What the task asks — All lines from the one containing "Query: stone column" to the end of the entries below must be output exactly, and no other lines.

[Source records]
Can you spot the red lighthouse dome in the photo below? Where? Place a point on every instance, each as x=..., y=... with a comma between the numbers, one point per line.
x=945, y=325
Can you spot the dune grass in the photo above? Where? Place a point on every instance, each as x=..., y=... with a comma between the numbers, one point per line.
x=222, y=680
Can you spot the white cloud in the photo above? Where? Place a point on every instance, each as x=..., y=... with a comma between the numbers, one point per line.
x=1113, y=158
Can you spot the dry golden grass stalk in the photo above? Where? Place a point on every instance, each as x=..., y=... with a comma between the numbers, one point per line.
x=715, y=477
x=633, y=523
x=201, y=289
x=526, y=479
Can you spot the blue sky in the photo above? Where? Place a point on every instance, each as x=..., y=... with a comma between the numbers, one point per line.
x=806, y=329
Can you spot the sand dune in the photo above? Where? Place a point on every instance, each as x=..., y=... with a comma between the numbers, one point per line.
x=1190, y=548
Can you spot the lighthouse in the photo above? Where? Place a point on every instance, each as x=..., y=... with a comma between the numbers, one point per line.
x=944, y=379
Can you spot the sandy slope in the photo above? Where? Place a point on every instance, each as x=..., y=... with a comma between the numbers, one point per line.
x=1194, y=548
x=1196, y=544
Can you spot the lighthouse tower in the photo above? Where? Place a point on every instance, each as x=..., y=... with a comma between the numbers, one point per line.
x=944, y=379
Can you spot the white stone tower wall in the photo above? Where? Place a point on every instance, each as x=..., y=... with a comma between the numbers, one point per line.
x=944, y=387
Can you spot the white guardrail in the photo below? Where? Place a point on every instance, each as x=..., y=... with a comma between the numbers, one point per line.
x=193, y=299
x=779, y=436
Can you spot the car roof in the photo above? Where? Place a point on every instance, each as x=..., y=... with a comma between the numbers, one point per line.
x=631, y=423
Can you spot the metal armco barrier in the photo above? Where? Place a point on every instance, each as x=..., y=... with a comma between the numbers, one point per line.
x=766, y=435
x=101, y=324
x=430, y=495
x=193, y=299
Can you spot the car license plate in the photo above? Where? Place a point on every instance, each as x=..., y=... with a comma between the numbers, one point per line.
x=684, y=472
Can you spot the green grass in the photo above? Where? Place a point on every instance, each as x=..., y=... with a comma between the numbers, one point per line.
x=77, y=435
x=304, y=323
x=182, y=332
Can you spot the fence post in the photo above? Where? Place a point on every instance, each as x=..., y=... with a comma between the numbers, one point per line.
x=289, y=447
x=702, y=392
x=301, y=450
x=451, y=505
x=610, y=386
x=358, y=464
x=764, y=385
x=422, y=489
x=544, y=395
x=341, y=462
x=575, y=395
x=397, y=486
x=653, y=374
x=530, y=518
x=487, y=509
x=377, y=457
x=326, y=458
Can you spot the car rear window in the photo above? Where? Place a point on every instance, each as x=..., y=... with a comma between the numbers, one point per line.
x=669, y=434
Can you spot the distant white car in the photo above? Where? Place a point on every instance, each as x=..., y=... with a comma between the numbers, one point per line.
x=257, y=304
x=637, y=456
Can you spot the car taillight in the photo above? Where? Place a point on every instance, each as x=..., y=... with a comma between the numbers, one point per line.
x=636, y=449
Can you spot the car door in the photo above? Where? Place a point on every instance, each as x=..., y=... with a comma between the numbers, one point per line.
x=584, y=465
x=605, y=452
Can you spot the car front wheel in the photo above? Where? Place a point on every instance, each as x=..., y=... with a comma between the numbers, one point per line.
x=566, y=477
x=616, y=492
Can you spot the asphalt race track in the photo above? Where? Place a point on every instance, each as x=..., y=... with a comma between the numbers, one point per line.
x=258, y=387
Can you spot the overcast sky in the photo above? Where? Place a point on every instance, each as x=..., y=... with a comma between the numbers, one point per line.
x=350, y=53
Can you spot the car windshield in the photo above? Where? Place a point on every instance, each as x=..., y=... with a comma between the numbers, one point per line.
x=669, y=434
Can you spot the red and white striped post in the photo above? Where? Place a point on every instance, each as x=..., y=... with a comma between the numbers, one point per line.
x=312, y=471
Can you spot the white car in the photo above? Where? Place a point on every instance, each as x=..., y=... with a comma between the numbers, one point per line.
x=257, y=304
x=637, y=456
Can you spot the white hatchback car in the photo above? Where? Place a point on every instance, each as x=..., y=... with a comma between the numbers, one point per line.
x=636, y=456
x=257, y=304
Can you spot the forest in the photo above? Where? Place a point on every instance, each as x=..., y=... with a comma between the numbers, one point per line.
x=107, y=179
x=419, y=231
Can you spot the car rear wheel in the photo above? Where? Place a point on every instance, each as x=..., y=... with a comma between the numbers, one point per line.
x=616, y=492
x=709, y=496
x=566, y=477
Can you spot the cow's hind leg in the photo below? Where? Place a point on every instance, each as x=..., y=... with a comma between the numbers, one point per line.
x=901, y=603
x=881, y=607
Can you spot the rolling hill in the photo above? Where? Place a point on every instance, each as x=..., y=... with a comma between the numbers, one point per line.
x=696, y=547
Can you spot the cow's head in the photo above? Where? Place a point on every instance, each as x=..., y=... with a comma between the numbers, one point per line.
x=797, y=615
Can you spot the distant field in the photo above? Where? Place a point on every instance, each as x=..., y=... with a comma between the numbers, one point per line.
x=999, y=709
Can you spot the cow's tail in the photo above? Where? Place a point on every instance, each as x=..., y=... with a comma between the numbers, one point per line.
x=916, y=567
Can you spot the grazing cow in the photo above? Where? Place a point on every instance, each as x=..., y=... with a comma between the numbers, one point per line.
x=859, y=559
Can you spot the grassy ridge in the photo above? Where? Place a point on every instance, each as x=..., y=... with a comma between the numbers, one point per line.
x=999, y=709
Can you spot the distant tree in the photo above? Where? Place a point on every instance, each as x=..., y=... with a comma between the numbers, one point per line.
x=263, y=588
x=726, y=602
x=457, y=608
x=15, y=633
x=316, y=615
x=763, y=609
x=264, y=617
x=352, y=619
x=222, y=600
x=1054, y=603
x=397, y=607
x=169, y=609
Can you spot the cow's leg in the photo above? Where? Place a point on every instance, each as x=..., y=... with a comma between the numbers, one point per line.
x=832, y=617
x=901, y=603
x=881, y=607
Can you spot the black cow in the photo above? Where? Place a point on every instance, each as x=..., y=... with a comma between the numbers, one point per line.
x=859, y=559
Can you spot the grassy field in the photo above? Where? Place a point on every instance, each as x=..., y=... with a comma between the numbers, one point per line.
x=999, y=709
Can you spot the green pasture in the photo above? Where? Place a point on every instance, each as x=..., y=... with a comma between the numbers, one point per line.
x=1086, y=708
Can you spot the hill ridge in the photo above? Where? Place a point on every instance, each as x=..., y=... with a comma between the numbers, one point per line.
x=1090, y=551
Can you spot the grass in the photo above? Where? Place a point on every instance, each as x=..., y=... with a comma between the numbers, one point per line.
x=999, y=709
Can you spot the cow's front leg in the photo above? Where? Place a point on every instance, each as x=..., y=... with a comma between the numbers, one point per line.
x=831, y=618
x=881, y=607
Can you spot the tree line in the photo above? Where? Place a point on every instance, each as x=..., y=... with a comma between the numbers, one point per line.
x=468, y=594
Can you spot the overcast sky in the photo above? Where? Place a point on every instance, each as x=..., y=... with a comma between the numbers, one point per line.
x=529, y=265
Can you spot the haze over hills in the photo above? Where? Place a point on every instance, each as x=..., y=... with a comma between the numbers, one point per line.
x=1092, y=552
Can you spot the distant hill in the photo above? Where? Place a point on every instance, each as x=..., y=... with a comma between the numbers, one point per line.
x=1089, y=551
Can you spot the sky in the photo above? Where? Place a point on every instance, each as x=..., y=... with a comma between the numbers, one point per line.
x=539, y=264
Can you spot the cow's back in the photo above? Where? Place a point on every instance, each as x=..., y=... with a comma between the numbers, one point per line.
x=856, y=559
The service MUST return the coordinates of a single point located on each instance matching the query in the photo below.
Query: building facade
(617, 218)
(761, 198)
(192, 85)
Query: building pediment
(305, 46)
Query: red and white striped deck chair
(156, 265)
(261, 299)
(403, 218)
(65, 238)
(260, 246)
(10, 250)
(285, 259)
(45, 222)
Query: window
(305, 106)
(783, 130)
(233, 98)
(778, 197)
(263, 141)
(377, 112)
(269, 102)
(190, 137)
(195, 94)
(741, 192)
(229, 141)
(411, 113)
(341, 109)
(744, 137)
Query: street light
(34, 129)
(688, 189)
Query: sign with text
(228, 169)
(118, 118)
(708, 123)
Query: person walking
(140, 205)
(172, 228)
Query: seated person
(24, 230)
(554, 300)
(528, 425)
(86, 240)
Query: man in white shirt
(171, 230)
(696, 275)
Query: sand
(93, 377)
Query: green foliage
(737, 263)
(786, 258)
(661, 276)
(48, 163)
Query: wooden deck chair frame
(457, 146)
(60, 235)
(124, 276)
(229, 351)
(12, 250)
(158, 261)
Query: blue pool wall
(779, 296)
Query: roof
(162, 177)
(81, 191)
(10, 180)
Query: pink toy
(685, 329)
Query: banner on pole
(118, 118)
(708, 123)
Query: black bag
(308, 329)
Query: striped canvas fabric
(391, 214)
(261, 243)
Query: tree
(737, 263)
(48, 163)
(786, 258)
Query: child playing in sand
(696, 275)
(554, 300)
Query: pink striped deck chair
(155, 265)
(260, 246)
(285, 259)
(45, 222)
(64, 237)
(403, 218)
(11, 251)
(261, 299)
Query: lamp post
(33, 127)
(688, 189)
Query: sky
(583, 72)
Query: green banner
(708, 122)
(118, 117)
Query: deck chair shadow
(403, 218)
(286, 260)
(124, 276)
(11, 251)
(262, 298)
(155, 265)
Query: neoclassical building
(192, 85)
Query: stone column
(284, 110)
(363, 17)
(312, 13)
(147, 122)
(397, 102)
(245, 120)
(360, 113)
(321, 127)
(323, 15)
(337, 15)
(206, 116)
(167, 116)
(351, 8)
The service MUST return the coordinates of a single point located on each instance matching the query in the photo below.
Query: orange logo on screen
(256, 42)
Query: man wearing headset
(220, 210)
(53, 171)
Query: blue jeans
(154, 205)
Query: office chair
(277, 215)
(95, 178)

Solution —
Query: stone column
(284, 110)
(363, 17)
(312, 13)
(147, 122)
(397, 102)
(245, 120)
(360, 113)
(321, 127)
(323, 15)
(337, 15)
(206, 116)
(167, 116)
(351, 8)
The service MUST return the coordinates of a single point located on each instance matching the query in the photo below.
Query: orange logo on screen
(256, 42)
Query: man wearing headset
(220, 210)
(53, 171)
Query: blue jeans
(154, 205)
Query: office chair
(277, 215)
(95, 178)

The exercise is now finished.